**Problem description:** List every person and every political party named in the trade talks passage below.

BEGIN Source passage

MADRID – Three years ago, the United States and the European Union launched negotiations on the Transatlantic Trade and Investment Partnership (TTIP), promising to complete them on “one tank of gas.” But now the talks are running on fumes, with sniping on both sides and the political window for an agreement closing fast.
The obstacles that the TTIP negotiations have run up against are not exclusive to that agreement. They reflect a broader trend – one that demands a fundamental rethink of the prevailing approach to trade and free-trade agreements.
It is no secret that the backlash against such agreements has been gaining traction in recent years. In the US, both presumptive nominees for the presidency – the Democrats’ Hillary Clinton and the Republicans’ Donald Trump – have espoused anti-trade views, with Trump projecting a mercantilist approach unseen in mainstream US political debate since before World War II. Moreover, it looks increasingly unlikely that the Trans-Pacific Partnership, which the US has negotiated with 11 other Pacific Rim countries, will receive congressional support.

END Source passage
BEGIN Material provided

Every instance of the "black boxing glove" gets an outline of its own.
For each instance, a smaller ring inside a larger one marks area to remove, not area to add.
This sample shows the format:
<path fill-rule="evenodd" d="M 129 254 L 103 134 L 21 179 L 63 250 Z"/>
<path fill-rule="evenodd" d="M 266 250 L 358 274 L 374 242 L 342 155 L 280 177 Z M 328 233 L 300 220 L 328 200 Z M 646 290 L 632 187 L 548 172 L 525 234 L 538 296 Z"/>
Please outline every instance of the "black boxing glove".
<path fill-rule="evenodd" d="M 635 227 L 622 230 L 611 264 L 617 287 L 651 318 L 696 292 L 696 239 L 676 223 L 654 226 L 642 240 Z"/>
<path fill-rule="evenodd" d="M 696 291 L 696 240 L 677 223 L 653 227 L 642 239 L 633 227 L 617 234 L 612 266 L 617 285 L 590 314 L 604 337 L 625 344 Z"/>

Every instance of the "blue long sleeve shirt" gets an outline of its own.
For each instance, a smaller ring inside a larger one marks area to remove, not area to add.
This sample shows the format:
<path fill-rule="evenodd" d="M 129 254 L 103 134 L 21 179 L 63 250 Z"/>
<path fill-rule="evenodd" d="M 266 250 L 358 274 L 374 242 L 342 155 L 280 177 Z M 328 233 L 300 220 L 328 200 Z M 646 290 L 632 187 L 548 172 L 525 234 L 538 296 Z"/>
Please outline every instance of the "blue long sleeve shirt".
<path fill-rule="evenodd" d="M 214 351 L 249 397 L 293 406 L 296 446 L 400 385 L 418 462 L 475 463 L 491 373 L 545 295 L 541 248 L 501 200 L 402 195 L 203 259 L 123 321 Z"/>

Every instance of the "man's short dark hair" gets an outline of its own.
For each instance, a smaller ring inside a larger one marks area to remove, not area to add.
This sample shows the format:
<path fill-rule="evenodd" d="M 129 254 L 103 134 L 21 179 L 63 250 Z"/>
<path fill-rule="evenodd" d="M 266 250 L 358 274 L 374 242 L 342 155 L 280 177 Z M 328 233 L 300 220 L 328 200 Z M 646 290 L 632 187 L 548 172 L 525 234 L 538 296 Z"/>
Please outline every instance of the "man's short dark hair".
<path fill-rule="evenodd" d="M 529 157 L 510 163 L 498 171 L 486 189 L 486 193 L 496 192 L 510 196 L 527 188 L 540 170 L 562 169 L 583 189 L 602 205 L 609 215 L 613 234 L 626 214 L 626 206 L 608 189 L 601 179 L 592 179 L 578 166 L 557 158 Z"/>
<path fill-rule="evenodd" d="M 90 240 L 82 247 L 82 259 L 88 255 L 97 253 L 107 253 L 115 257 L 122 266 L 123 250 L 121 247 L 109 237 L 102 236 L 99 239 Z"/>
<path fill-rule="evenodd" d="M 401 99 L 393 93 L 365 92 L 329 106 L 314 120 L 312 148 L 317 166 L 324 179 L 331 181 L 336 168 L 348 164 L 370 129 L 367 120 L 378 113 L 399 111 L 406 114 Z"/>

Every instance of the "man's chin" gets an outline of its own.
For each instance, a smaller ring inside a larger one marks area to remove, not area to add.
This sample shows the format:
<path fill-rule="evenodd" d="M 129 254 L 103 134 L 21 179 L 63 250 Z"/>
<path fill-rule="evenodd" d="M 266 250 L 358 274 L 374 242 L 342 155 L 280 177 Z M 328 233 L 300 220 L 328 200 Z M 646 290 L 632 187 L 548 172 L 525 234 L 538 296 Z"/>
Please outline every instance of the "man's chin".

END Material provided

**Task answer:**
Hillary Clinton
Donald Trump
the Democrats
the Republicans